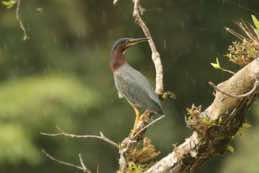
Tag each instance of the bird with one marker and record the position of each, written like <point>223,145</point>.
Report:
<point>130,83</point>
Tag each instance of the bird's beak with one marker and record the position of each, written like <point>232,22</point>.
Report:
<point>134,41</point>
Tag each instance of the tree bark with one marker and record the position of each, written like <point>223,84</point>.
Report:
<point>214,127</point>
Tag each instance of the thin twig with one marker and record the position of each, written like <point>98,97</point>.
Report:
<point>228,71</point>
<point>115,2</point>
<point>100,137</point>
<point>147,126</point>
<point>256,83</point>
<point>18,18</point>
<point>82,167</point>
<point>155,54</point>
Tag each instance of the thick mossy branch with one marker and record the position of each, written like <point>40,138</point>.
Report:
<point>214,127</point>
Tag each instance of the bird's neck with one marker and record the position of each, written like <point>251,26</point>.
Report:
<point>117,60</point>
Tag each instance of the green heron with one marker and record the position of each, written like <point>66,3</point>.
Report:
<point>130,83</point>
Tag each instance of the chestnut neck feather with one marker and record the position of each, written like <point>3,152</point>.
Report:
<point>117,60</point>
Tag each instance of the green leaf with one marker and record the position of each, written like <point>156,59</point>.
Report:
<point>230,148</point>
<point>255,21</point>
<point>216,65</point>
<point>246,125</point>
<point>8,3</point>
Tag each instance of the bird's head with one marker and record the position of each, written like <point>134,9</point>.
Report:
<point>123,43</point>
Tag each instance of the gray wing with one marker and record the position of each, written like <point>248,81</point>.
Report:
<point>132,85</point>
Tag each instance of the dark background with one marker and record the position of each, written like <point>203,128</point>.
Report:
<point>61,77</point>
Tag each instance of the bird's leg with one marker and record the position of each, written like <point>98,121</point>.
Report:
<point>137,114</point>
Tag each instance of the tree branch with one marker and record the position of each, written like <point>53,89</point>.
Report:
<point>100,137</point>
<point>137,11</point>
<point>81,167</point>
<point>223,119</point>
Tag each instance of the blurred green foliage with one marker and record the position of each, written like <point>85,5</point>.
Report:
<point>61,77</point>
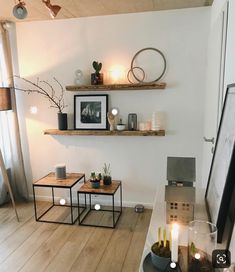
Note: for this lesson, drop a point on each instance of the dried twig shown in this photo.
(48, 92)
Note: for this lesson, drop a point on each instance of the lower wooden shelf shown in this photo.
(103, 132)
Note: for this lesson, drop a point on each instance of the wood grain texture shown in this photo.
(50, 180)
(84, 8)
(104, 189)
(117, 87)
(33, 246)
(104, 132)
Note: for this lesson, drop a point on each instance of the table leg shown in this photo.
(90, 200)
(121, 196)
(35, 207)
(53, 196)
(78, 209)
(71, 204)
(113, 212)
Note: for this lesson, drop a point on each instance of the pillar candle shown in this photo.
(174, 243)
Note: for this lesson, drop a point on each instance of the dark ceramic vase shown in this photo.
(95, 184)
(159, 262)
(96, 79)
(62, 121)
(107, 180)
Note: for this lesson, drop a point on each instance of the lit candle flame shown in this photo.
(197, 256)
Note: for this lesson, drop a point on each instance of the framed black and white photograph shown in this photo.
(220, 187)
(90, 111)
+++++
--- Exercise goal ---
Take the whole listing above and copy it exactly. Pictures do not go into the copy.

--- Written answer ---
Tag each instance of the bird with one marker and record the position of each, written like <point>223,145</point>.
Report:
<point>130,83</point>
Tag each instance of the bird's beak with one marker and record the position of each, written like <point>232,22</point>.
Report:
<point>134,41</point>
Tag each instance of the tree bark with one marker and record the position of each, written like <point>223,84</point>.
Report:
<point>214,127</point>
Tag each instance of the thin twig with one marker and record the position of each, written like <point>98,97</point>.
Report:
<point>228,71</point>
<point>115,2</point>
<point>100,137</point>
<point>147,126</point>
<point>256,83</point>
<point>18,18</point>
<point>82,167</point>
<point>155,54</point>
Tag each instance of the thick mossy branch with one marker and record the position of each, written like <point>40,138</point>.
Report:
<point>214,127</point>
Tag each instance of the bird's neck with one marker and record the position of each, written like <point>251,26</point>.
Report:
<point>117,60</point>
Tag each instance of the green heron with one marker and record the position of each, written like <point>66,3</point>.
Report:
<point>130,83</point>
Tag each instance of the chestnut neck feather with one marker and record the position of each, written like <point>3,152</point>.
Report:
<point>117,60</point>
Tag each instance of the green leaf with one marker and record the position of each, written like <point>156,59</point>.
Report:
<point>230,148</point>
<point>255,21</point>
<point>216,65</point>
<point>246,125</point>
<point>8,3</point>
Tag each instance of the bird's head with one marker and record the position of each, written like <point>134,9</point>.
Report:
<point>123,43</point>
Tag each instance of the gray wing with one marker and record the position of each, written like <point>248,81</point>.
Report:
<point>132,85</point>
Tag each instance of the dark background with one marker and record the position of each, written like <point>203,128</point>.
Report:
<point>61,77</point>
Tag each instance of the bird's leg with one marker and record the position of each, written like <point>98,121</point>.
Report:
<point>137,114</point>
Tag each instance of the tree branch with one marker and record the position of each, written like <point>53,89</point>.
Report:
<point>100,137</point>
<point>137,11</point>
<point>81,167</point>
<point>223,119</point>
Tag each instance of the blurred green foliage with one marker and record the position of each, written like <point>85,5</point>.
Report:
<point>61,77</point>
Note: for this lesson, drop a point on each instance of the dried twig shown in this photo.
(48, 92)
Note: for this lesson, drop a point on each instance of the lower wooden shelf shown in this photo.
(103, 132)
Note: for this lesson, drop a point on each instance of the wood grain texture shown in this photo.
(50, 180)
(84, 8)
(104, 189)
(117, 87)
(33, 246)
(104, 132)
Note: for this lesson, drop a point on each instance of the table leg shown in this photo.
(90, 200)
(121, 196)
(35, 207)
(53, 196)
(78, 209)
(71, 204)
(113, 212)
Note: for this lesson, drop a point on each instance of the pillar candle shown in this photo.
(174, 243)
Note: for this lesson, drop a point on each instance of the dark ceramic vase shown in this photo.
(95, 184)
(159, 262)
(96, 79)
(62, 121)
(107, 180)
Note: for this lesson, drop a point on each instance of the lit candle flame shown in this photo.
(197, 256)
Note: for this lesson, drop a point on each instance of the framed black and white photograph shown in this photo.
(220, 187)
(90, 111)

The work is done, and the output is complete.